| Stored data entries |

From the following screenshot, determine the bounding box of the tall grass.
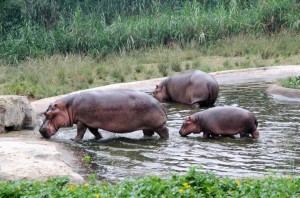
[1,0,299,64]
[1,33,300,99]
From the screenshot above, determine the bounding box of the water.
[51,81,300,181]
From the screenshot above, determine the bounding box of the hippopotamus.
[39,89,169,141]
[152,70,219,107]
[179,106,259,139]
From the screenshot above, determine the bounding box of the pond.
[52,81,300,181]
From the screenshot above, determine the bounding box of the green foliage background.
[1,0,300,64]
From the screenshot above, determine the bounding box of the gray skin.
[39,89,169,142]
[153,70,219,107]
[179,106,259,139]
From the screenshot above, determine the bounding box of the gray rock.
[267,84,300,98]
[0,95,35,133]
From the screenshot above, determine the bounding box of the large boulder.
[0,95,34,133]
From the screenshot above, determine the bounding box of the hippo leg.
[211,133,221,138]
[143,130,155,137]
[240,133,251,138]
[203,132,210,138]
[191,103,200,108]
[221,134,236,139]
[155,126,169,140]
[88,127,102,140]
[73,121,88,142]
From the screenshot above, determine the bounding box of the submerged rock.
[267,84,300,98]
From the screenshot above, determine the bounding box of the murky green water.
[52,81,300,181]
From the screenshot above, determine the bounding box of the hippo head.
[179,116,201,136]
[152,84,167,102]
[251,130,260,139]
[39,102,71,139]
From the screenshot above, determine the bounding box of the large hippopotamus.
[39,89,169,141]
[179,106,259,139]
[152,70,219,107]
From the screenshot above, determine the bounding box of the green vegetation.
[1,0,300,64]
[280,76,300,89]
[82,154,92,164]
[1,33,300,99]
[0,168,299,197]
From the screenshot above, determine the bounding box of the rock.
[0,138,84,182]
[267,84,300,98]
[0,95,35,133]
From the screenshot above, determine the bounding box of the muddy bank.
[1,65,299,182]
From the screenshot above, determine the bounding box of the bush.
[0,168,299,197]
[280,76,300,89]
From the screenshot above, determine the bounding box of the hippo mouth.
[179,130,188,137]
[39,119,58,139]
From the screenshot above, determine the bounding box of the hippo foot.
[143,130,155,137]
[71,135,84,142]
[155,127,169,140]
[191,103,200,108]
[240,133,251,139]
[94,136,102,140]
[251,130,260,139]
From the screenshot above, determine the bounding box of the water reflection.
[51,81,300,181]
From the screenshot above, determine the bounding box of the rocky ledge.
[266,84,300,99]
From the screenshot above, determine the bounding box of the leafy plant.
[280,76,300,89]
[82,155,92,164]
[0,168,299,197]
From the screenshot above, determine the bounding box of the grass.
[280,76,300,89]
[1,33,300,99]
[1,0,300,64]
[0,167,299,197]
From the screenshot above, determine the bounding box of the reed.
[1,0,299,64]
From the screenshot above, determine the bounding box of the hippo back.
[72,89,167,132]
[165,70,219,105]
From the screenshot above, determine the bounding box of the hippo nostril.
[39,131,50,139]
[179,131,186,137]
[39,127,51,139]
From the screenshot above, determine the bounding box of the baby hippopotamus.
[179,106,259,139]
[39,89,169,141]
[152,70,219,107]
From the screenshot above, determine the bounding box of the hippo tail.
[254,116,258,127]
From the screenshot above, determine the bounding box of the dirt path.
[1,65,299,182]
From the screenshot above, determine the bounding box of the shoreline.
[1,65,300,182]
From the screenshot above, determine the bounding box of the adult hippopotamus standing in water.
[152,70,219,107]
[39,89,169,142]
[179,106,259,139]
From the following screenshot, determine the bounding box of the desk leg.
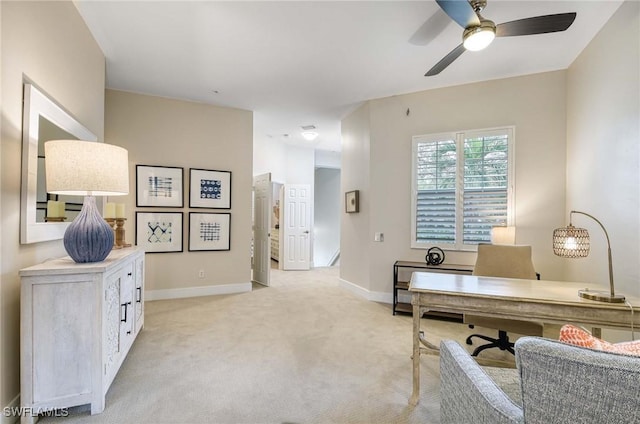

| THE PROBLEM |
Return the data word for word without its pictures.

| WRITTEN RESPONSE |
From the following screenshot, determine the bounding box of the tall grass.
[1,0,299,64]
[1,33,300,99]
From the screenshot above, determine the bounding box of the water.
[51,81,300,181]
From the screenshot above, determine the bounding box of the hippopotamus.
[39,89,169,141]
[152,70,219,107]
[179,106,259,139]
From the screenshot above, determine the bounding box of the pond.
[52,81,300,181]
From the screenshot above, determine the bounding box of the green foliage background.
[1,0,300,64]
From the screenshot above, determine the bounding box of the gray skin.
[39,89,169,142]
[153,70,219,107]
[179,106,259,139]
From the screenshot above, determine the bounding box of the gray rock.
[267,84,300,98]
[0,95,35,133]
From the screenshot above, determine the bounding box of the large boulder.
[0,95,34,133]
From the screenshot above, determine the bounding box of the hippo leg.
[211,133,221,138]
[143,130,155,137]
[240,133,251,138]
[203,132,210,138]
[191,103,200,108]
[221,134,236,139]
[155,126,169,140]
[88,127,102,140]
[73,121,88,142]
From the screenshot above, determine the bounding box of the submerged rock.
[267,84,300,98]
From the screenshot above, determine the bounding box of the murky green water.
[52,81,300,181]
From the screenshot above, determine the bounding box of the hippo head.
[179,116,201,136]
[152,84,167,102]
[251,130,260,139]
[39,102,71,139]
From the screenshot above, determine the bounding box of the large hippopotamus.
[39,89,169,141]
[179,106,259,139]
[152,70,219,107]
From the screenshot above, determine the bounding box of the green vegetation.
[1,0,300,64]
[280,76,300,89]
[82,154,92,164]
[1,33,300,99]
[0,168,299,197]
From the screenshot above, determine the bounding box of the rock.
[0,138,84,182]
[267,84,300,98]
[0,95,35,133]
From the screenshot above, determine the bounding box of the muddy bank.
[1,65,299,182]
From the screenshot above, determine the bounding box of the bush.
[0,168,299,197]
[280,76,300,89]
From the screenshot above, determine the bounding box of the hippo mouth.
[179,130,188,137]
[39,119,58,139]
From the screenshot above, determine the bounding box of the hippo foot.
[143,130,155,137]
[71,135,84,142]
[155,127,169,140]
[191,103,200,108]
[240,133,251,139]
[94,136,102,140]
[251,130,260,139]
From the screenshot above, determine the bounding box of the water reflection.
[51,81,300,181]
From the screenshot above, determine the bounding box of the rocky ledge.
[266,84,300,99]
From the screenshot above, determine the bounding box of the leafy plant.
[280,76,300,89]
[82,155,92,164]
[0,168,299,197]
From the screenshot above, determine the bounding box of the grass.
[280,76,300,89]
[1,33,300,99]
[1,0,300,64]
[0,167,299,197]
From the screenshot above, determine the bounding box of the reed.
[1,0,299,64]
From the screenshot above, determine the bounding box of the hippo back.
[72,89,167,132]
[165,70,219,105]
From the screenshot above, determine the bounding box of the hippo nostril.
[39,131,50,139]
[179,131,186,137]
[39,127,51,139]
From the screenshot above, determine the bounding box of the baby hippopotamus.
[179,106,259,139]
[39,89,169,141]
[152,70,219,107]
From the screenshot above, determine the bounding box of the hippo tail.
[254,116,258,127]
From the screenshot above, determine the bounding box of the dirt path.
[1,65,299,182]
From the screenshot above, determine the bounding box of the shoreline.
[1,65,300,182]
From the screenshot above, determine the bounding box of the adult hippopotamus standing in water.
[152,70,219,107]
[39,89,169,142]
[179,106,259,139]
From the following screenshot, determine the bounding box of the desk leg.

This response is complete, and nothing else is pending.